*WORK ORDER A*: Copy the prompt security passage word for word, everything from "The primary function" down to "attempting to complete?".
*WORK ORDER B*: Resume the prompt security passage after its last sentence and continue writing it.

*EXERCISE PASSAGE*:
- Opening Delimiter -
However, visibility only at the prompt layer can create a false sense of security. Prompts show what was asked, but not always why it was asked, or what downstream actions were triggered by the agent across connected systems, data sources, or applications.

What prompt security reveals  

The primary function of prompt security is to minimize risks associated with generative and agentic AI use, but monitoring and analysis of prompts can also grant insight into use cases for particular agents and model. With comprehensive prompt security, security teams should be able to answer the following questions for each prompt:

  • What task was the user attempting to complete?
  • What data was included in the request, and was any of the data high-risk or confidential?
  • Was the interaction high-risk, potentially malicious, or in violation of company policy?
  • Was the prompt anomalous (in comparison to previous prompts sent to the agent / model)?

Improving visibility at this layer is a necessary first step, allowing organizations to establish a baseline for how AI systems are being used and where potential risks may exist.  

Prompt security alone does not provide a complete view of risk. Further data is needed to understand how the prompt is interpreted, how context is applied, what autonomous actions the agent takes (if any), or what downstream systems are affected. Understanding the outcome of a query is just as important for complete prompt security as understanding the input prompt itself – for example, a perfectly normal, low-risk prompt may inadvertently result in an agent taking a high-risk action.

Comprehensive AI security systems like Darktrace / SECURE AI can monitor and analyze both the prompt submitted to a Generative AI system, as well as the responses and chain-of-thought of the system, providing greater insight into the behavior of the system. Darktrace / SECURE AI builds on the core Darktrace methodology, learning the expected behaviors of your organization and identifying deviations from the expected pattern of life.

How organizations address prompt security today

As prompt-level visibility has become a focus, a range of approaches have emerged to make this activity more observable and controllable. Various monitoring and logging tools aim to capture prompt inputs to be analyzed after the fact.  

Input validation and filtering systems attempt to intervene earlier, inspecting prompts before they reach the model. These controls look for known jailbreak patterns, language indicative of adversarial attacks, or ambiguous instructions which could push the system off course.

Importantly, for a prompt security solution to be accurate and effective, prompts must be continually observed and governed, rather than treated as a point-in-time snapshot.  

Where prompt security breaks down in real environments

In more complex environments, especially those involving multiple agents or extensive tool use, AI security becomes harder to define and control.

Agent-to-Agent communications can be harder to monitor and trace as these happen without direct user interaction. Communication between agents can create routes for potential context leakage between agents, unintentional privilege escalation, or even data leakage from a higher privileged agent to a lower privileged one.
- Closing Delimiter -
*Stored data entries*:
- Opening Delimiter -
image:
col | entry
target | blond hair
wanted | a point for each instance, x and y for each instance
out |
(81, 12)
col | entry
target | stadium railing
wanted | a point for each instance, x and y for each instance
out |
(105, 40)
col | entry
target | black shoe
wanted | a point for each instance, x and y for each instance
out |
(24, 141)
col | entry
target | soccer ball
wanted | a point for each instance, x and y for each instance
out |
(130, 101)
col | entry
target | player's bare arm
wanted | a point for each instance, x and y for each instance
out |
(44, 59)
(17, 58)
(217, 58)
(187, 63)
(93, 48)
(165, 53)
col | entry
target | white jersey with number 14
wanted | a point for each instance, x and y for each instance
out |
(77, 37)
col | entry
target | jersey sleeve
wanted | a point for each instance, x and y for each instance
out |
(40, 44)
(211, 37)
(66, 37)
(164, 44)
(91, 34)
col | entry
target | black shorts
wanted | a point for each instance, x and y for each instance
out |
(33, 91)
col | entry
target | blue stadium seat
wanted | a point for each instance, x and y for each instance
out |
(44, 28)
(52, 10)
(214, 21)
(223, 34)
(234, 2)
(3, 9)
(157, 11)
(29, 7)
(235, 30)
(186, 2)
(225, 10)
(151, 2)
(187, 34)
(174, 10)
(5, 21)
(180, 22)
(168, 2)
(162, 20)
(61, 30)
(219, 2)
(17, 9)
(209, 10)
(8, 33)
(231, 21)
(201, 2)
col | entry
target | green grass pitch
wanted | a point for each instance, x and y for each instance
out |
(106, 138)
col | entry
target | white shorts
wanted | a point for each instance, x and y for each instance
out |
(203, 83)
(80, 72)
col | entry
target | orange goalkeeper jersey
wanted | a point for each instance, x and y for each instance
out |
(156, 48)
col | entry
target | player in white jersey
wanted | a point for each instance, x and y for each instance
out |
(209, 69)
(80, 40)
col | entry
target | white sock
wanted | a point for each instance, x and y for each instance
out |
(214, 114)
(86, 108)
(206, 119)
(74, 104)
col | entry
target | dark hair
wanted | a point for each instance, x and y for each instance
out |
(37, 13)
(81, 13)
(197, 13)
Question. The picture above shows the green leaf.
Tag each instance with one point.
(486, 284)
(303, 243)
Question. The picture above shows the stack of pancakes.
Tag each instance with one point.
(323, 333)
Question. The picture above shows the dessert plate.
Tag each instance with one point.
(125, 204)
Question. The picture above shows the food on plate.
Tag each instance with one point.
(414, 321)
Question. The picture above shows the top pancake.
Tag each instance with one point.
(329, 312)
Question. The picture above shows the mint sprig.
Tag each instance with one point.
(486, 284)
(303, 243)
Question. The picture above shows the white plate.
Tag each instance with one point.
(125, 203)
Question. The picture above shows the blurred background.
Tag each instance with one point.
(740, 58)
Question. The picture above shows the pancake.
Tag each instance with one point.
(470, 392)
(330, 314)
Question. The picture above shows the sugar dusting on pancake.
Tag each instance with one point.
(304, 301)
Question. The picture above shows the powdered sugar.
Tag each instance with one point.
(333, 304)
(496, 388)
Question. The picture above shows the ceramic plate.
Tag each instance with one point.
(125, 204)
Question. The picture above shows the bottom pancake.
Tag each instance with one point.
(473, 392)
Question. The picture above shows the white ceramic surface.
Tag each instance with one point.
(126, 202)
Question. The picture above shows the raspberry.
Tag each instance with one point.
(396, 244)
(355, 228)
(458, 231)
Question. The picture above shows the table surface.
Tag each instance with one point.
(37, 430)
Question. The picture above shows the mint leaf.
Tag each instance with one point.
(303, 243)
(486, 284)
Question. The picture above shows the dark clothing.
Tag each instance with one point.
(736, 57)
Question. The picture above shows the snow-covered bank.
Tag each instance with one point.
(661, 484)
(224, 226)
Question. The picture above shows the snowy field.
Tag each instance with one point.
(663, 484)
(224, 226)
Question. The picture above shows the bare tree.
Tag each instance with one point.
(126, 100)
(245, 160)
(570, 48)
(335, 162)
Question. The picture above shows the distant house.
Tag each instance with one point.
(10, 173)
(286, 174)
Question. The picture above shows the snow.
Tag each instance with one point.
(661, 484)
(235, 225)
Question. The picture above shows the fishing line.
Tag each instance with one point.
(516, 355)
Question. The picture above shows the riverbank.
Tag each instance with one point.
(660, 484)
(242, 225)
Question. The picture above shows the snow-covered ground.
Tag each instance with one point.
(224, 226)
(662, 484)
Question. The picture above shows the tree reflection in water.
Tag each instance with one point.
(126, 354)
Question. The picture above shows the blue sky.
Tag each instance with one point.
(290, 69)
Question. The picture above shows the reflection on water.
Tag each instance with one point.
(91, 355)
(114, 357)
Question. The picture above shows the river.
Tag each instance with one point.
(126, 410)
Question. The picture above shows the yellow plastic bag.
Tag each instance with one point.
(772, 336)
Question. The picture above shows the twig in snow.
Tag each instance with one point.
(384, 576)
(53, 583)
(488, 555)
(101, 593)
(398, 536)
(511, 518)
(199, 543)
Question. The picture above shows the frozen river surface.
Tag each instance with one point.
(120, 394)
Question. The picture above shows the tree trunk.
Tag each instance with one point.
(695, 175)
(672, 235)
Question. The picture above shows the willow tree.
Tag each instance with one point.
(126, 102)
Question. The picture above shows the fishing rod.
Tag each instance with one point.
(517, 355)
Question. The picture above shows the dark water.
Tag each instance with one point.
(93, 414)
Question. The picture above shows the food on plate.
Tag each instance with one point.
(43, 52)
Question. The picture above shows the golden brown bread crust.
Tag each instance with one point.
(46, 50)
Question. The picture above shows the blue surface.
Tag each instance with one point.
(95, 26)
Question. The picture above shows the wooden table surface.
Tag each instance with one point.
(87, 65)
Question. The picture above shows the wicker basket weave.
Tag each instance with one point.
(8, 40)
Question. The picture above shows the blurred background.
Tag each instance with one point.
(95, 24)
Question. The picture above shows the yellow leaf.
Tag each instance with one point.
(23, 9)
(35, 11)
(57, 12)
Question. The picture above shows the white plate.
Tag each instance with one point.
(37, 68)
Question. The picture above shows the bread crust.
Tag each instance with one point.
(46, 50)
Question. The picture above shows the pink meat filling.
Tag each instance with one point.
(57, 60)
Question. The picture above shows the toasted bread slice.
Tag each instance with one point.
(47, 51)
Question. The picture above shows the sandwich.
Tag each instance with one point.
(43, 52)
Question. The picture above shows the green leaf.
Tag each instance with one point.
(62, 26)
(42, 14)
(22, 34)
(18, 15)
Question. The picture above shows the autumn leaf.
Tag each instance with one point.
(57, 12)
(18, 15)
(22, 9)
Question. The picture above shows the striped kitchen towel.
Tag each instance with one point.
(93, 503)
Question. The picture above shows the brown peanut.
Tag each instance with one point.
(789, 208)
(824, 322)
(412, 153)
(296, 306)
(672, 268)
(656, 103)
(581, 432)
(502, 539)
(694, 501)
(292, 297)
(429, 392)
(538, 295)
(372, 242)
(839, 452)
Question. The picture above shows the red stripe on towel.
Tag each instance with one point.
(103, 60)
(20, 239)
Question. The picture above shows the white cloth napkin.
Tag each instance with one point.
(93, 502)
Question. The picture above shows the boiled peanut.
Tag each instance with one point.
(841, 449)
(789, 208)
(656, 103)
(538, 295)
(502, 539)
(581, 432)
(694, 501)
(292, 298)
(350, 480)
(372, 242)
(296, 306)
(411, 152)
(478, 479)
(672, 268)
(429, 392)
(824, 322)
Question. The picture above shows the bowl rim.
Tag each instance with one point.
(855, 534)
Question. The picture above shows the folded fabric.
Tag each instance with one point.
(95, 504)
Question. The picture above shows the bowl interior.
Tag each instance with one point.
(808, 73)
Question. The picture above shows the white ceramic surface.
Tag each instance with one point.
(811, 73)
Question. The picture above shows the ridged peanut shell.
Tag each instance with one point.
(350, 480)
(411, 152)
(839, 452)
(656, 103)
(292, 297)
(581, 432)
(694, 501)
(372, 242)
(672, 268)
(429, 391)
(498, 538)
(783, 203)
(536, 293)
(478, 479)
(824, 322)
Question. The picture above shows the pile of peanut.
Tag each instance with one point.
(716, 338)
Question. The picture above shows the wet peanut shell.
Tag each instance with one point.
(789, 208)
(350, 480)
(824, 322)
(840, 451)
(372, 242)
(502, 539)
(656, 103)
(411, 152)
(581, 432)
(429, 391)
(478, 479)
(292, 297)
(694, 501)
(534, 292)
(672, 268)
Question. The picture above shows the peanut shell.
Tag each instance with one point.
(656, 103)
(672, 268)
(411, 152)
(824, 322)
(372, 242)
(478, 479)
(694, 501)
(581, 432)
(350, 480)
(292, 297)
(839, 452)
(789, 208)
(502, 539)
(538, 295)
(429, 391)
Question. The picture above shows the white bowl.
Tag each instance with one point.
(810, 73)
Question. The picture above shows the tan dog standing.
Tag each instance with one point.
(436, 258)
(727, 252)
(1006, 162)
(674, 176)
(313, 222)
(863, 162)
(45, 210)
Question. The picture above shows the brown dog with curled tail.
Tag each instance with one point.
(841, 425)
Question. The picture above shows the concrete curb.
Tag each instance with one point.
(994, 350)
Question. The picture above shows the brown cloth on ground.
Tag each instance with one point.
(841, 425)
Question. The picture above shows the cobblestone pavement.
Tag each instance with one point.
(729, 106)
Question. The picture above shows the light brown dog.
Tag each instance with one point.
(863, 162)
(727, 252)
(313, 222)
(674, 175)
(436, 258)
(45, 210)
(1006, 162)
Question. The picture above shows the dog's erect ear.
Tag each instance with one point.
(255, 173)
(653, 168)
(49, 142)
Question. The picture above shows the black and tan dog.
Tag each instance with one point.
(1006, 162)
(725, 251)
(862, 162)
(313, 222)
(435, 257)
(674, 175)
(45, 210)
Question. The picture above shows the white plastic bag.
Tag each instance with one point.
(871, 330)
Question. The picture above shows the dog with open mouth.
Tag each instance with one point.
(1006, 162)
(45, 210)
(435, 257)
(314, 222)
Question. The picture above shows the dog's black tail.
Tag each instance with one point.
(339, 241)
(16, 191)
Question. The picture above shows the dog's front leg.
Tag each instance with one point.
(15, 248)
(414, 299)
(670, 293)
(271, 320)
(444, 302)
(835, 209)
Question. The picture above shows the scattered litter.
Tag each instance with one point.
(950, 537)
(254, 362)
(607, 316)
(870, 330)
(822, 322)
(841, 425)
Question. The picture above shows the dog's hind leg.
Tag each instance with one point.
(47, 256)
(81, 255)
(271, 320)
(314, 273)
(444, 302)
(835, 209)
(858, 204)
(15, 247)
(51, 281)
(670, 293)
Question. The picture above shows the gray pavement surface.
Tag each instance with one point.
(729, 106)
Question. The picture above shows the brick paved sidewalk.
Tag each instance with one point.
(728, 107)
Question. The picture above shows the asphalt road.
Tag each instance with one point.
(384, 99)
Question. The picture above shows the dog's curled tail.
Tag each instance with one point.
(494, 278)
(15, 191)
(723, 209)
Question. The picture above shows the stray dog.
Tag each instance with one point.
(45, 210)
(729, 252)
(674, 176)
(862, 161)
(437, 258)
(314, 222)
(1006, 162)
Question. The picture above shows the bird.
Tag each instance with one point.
- Closing Delimiter -
*RESPONSE BOX A*:
The primary function of prompt security is to minimize risks associated with generative and agentic AI use, but monitoring and analysis of prompts can also grant insight into use cases for particular agents and model. With comprehensive prompt security, security teams should be able to answer the following questions for each prompt:

  • What task was the user attempting to complete?

*RESPONSE BOX B*:
Risk is shaped not just by what is asked, but by the conditions in which that prompt operates and the actions an agent takes. Controls at the orchestration layer are starting to reflect this reality. Techniques such as context isolation, scoped memory, and role-based boundaries aim to limit how far a prompt’s influence can extend.  

Furthermore, Shadow AI usage can be difficult to monitor. AI systems that are deployed outside of formal governance structures and Generative AI systems hosted on unknown endpoints can fly under the radar and can go unseen by monitoring tools, leaving a critical opening where adversarial prompts may go undetected. Darktrace / SECURE AI features comprehensive detection of Shadow AI usage, helping organizations identify potential risk areas.

How prompt security fits in a broader AI risk model

Prompt security is an important starting point, but it is not a complete security strategy. As AI systems become more integrated into enterprise environments, the risks extend to what resources the system can access, how it interprets context, and what actions it is allowed to take across connected tools and workflows.

This creates a gap between visibility and control. Prompt security alone allows security teams to observe prompt activity but falls short of creating a clear understanding of how that activity translates into real-world impact across the organization.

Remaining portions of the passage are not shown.